Work instruction 1: In the passage on wealth inequality in India, reproduce the text from "In fact, published" to "Rs. 94,000 each.", substituting "Oxfam study" for "Oxfam report".
Work instruction 2: Proceed with the passage on wealth inequality in India, starting immediately after its final sentence.

Text passage:
Most of these concerns have continued well into the present, and worsened, amid the ongoing Covid19 pandemic and the numerous social crises it has spawned.
Further, “growing inequality and seeing the rich and famous having fancy weddings and lavish parties at home and abroad, do make ordinary people unhappy,” Sengupta had written. While the pandemic may not have witnessed as many lavish winnings, it did record a widening economic gap between the richest and the poorest in India. In 2020, India added 40 new billionaires to a global rich list, while 57% of the country’s working population worried they’ll lose their jobs within the year due to the pandemic-related economic crisis.
In fact, published in January, an Oxfam report found that the wealth amassed by the 100 richest Indians during the global health crisis alone, could provide 138 million of India’s poorest cheques for Rs. 94,000 each.

Supplied information:
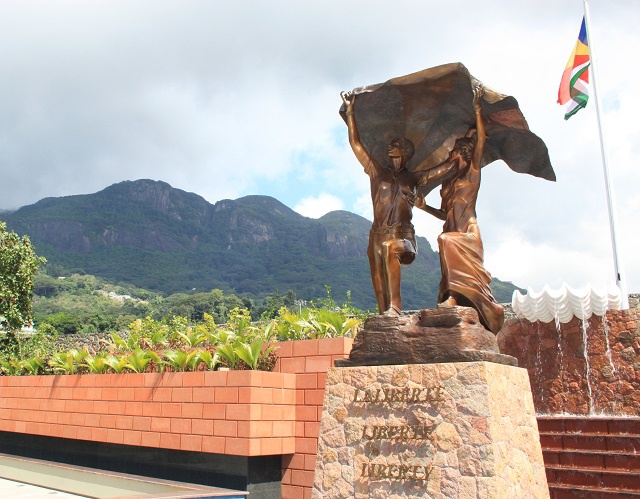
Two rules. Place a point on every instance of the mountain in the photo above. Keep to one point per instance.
(149, 234)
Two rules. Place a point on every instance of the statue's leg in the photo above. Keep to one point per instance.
(378, 273)
(395, 251)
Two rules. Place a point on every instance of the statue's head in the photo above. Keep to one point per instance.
(463, 149)
(401, 147)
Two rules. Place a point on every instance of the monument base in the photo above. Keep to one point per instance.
(437, 335)
(465, 430)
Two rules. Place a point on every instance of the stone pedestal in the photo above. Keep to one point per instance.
(455, 430)
(436, 335)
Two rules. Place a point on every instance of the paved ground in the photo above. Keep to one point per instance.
(16, 490)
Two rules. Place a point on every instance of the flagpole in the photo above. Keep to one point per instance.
(617, 261)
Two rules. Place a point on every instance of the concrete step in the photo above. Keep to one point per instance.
(611, 426)
(571, 492)
(611, 461)
(590, 441)
(595, 478)
(595, 458)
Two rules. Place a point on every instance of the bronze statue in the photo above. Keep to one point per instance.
(440, 139)
(464, 279)
(393, 193)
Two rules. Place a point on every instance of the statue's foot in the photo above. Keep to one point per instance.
(392, 312)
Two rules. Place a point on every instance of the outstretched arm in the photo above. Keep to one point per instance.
(420, 203)
(370, 166)
(481, 138)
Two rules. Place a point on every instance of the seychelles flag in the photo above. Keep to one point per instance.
(574, 87)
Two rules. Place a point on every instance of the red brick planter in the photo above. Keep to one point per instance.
(243, 413)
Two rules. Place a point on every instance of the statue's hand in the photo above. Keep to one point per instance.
(348, 98)
(411, 198)
(478, 92)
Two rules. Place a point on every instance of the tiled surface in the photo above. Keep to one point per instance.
(16, 490)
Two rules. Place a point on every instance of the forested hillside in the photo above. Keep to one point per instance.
(147, 234)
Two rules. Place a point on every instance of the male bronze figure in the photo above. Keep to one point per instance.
(393, 194)
(447, 126)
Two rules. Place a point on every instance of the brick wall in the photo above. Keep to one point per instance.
(243, 413)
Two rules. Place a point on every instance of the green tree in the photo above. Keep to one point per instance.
(18, 265)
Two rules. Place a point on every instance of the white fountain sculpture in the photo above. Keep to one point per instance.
(563, 304)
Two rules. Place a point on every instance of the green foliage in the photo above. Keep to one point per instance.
(180, 360)
(67, 362)
(117, 363)
(252, 353)
(18, 265)
(139, 360)
(96, 364)
(228, 354)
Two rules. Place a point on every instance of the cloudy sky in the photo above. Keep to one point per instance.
(230, 98)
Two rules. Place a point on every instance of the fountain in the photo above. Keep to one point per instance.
(587, 352)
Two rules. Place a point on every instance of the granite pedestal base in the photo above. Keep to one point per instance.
(441, 431)
(436, 335)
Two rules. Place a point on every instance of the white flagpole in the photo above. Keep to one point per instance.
(617, 262)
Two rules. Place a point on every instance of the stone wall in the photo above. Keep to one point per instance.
(563, 380)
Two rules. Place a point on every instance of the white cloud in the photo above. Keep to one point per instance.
(210, 98)
(315, 207)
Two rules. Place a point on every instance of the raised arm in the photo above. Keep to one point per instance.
(370, 166)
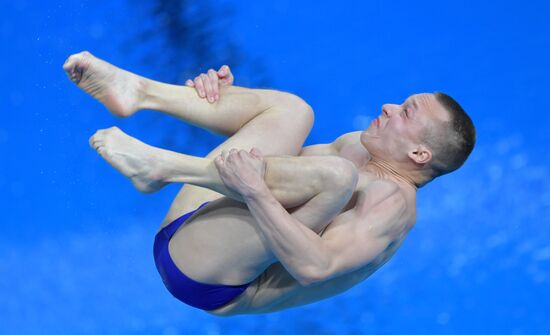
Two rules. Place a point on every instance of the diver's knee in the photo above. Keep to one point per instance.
(341, 174)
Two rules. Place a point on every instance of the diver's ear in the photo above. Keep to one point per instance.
(421, 155)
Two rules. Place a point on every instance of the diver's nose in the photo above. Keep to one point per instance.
(387, 109)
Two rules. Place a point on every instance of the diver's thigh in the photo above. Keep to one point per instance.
(220, 244)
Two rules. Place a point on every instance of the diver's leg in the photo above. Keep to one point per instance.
(292, 180)
(124, 93)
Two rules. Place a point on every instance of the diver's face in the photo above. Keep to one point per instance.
(401, 128)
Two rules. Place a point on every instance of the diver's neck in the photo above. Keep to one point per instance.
(385, 170)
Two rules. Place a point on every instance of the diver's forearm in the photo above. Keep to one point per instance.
(301, 251)
(292, 180)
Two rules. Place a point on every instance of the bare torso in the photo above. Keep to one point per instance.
(275, 289)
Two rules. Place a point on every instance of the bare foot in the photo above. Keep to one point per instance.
(119, 90)
(136, 160)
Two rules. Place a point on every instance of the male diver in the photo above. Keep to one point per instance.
(262, 223)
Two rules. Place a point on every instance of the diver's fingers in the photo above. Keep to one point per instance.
(213, 77)
(207, 86)
(199, 86)
(225, 75)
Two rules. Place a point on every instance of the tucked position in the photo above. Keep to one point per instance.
(263, 223)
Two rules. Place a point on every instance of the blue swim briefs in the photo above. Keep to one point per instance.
(204, 296)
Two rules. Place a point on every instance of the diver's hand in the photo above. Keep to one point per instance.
(242, 171)
(208, 84)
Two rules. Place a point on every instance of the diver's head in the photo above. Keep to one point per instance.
(427, 136)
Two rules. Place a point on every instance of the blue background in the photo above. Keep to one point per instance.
(76, 238)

Task response 1:
In fact, published in January, an Oxfam study found that the wealth amassed by the 100 richest Indians during the global health crisis alone, could provide 138 million of India’s poorest cheques for Rs. 94,000 each.

Task response 2:
In 2019, after India slid further down to the 140th position, another economist credited unmet expectations among the Indian public. “India’s people expect better, and they are feeling disappointed. The idea of rising expectations is a familiar one in the Indian context, and it is difficult to think of any other explanation, though increasing inequality, and feelings of injustice, or unfairness are also plausible contributing factors,” Professor Nirvikar Singh, from the University of California, in the U.S., wrote in Financial Express.
This year, Finland topped the world happiness list; India’s neighbors — Pakistan, Bangladesh, and China — rank 105th, 101st, and 84th, respectively.